╭─ Extracted records

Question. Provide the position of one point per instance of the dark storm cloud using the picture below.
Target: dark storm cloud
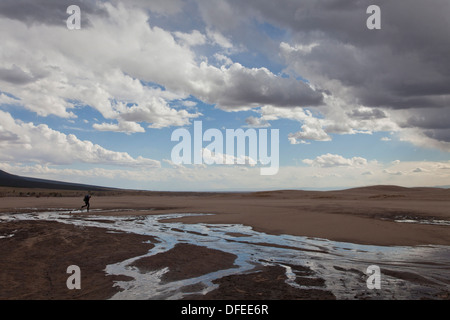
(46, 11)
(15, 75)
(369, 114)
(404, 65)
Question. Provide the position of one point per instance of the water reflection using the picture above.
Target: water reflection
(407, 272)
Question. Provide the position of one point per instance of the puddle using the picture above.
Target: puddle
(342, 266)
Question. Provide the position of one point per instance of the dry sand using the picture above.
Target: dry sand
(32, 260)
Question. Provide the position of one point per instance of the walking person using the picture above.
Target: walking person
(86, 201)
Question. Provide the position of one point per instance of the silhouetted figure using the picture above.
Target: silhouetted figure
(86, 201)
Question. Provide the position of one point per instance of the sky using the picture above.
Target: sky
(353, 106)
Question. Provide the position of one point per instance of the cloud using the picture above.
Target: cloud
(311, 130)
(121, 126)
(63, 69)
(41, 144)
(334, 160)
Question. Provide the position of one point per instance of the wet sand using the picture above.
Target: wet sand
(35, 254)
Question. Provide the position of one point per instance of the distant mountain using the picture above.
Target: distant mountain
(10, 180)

╰─
╭─ Extracted records

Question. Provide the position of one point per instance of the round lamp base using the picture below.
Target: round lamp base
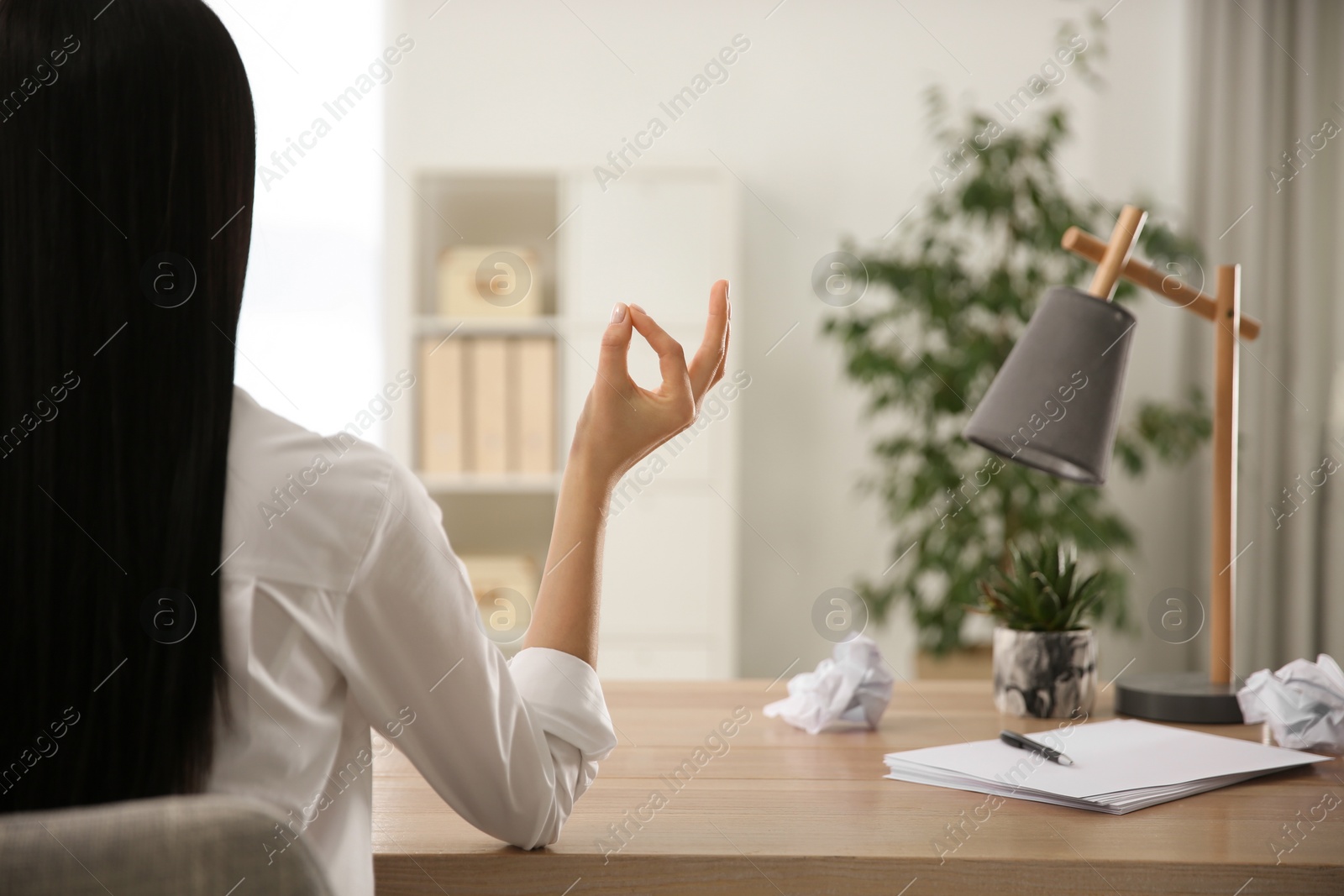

╰─

A single number is the whole answer: the count of lines above that hold "base".

Exercise answer:
2